▸ **Do this**: Reproduce each of the items below verbatim, keeping every line unchanged.

▸ **Stored dataset items**:
##########

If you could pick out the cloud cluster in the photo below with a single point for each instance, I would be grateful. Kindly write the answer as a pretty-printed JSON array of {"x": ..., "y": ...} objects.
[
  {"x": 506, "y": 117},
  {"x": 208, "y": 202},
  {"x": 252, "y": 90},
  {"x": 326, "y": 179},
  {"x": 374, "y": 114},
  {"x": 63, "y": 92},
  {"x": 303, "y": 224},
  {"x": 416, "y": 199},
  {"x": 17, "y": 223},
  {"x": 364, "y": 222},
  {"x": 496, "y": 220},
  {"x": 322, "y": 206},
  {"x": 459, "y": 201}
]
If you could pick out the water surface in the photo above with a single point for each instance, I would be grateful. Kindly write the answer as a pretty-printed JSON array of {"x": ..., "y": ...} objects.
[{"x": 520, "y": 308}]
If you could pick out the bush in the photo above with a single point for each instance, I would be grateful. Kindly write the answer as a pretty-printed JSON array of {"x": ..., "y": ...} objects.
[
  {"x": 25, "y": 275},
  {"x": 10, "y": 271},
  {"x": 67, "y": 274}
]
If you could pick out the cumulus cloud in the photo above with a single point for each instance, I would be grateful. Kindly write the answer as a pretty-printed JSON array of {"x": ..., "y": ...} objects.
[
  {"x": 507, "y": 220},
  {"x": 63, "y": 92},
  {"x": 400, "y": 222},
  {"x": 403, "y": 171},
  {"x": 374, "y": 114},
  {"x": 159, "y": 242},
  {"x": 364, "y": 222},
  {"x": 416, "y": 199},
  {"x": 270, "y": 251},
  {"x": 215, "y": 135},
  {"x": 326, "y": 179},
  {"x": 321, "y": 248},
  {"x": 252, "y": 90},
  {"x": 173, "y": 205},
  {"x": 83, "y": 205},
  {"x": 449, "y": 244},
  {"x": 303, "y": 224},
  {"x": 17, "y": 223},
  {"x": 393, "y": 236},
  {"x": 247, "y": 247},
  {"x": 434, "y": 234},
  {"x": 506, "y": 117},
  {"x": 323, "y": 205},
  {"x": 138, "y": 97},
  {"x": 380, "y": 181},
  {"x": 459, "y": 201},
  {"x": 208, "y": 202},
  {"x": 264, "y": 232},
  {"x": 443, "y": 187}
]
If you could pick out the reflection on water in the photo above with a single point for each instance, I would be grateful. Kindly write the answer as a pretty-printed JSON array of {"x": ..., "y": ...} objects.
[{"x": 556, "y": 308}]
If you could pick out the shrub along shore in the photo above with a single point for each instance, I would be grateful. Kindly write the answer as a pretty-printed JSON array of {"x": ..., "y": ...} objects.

##########

▸ **Solved problem**:
If you could pick out the cloud cluster in the photo below with a single point for each instance, I would be grateful. Kindly write the answer as a pretty-printed JSON array of {"x": ..., "y": ...} objects.
[
  {"x": 506, "y": 117},
  {"x": 208, "y": 202},
  {"x": 252, "y": 90},
  {"x": 326, "y": 179},
  {"x": 374, "y": 114},
  {"x": 63, "y": 92},
  {"x": 303, "y": 224},
  {"x": 416, "y": 199},
  {"x": 17, "y": 223},
  {"x": 364, "y": 222},
  {"x": 496, "y": 220},
  {"x": 322, "y": 206},
  {"x": 459, "y": 201}
]
If you could pick out the water surface in the photo above with a single point for each instance, I would be grateful. Kindly write the answer as a pretty-printed JSON array of {"x": ..., "y": ...} objects.
[{"x": 520, "y": 308}]
If you could pick out the bush in the photo above with a single point for each instance, I would be grateful. Kindly write the answer as a pretty-printed JSON array of {"x": ..., "y": ...} objects.
[
  {"x": 25, "y": 275},
  {"x": 10, "y": 271},
  {"x": 67, "y": 274}
]
If you could pick out the cumulus cloud in the photo above with a single point for each instance, I would be grateful. Kindly write the answer as a pretty-printed JSON array of {"x": ..., "y": ...} objects.
[
  {"x": 507, "y": 220},
  {"x": 63, "y": 92},
  {"x": 400, "y": 222},
  {"x": 403, "y": 171},
  {"x": 374, "y": 114},
  {"x": 159, "y": 242},
  {"x": 364, "y": 222},
  {"x": 416, "y": 199},
  {"x": 270, "y": 251},
  {"x": 215, "y": 135},
  {"x": 326, "y": 179},
  {"x": 321, "y": 248},
  {"x": 252, "y": 90},
  {"x": 173, "y": 205},
  {"x": 83, "y": 205},
  {"x": 449, "y": 244},
  {"x": 303, "y": 224},
  {"x": 17, "y": 223},
  {"x": 393, "y": 236},
  {"x": 247, "y": 247},
  {"x": 434, "y": 234},
  {"x": 506, "y": 117},
  {"x": 323, "y": 205},
  {"x": 138, "y": 97},
  {"x": 380, "y": 181},
  {"x": 459, "y": 201},
  {"x": 208, "y": 202},
  {"x": 264, "y": 232},
  {"x": 443, "y": 187}
]
If you could pick out the reflection on water in the photo above with a single point for each instance, I would be grateful. Kindly write the answer as a pretty-printed JSON array of {"x": ..., "y": ...} objects.
[{"x": 556, "y": 308}]
If you could pick out the shrub along shore in the photo above with a single point for each instance, I would be grateful. Kindly write the answer as a pretty-printed JSON array of {"x": ..., "y": ...} objects.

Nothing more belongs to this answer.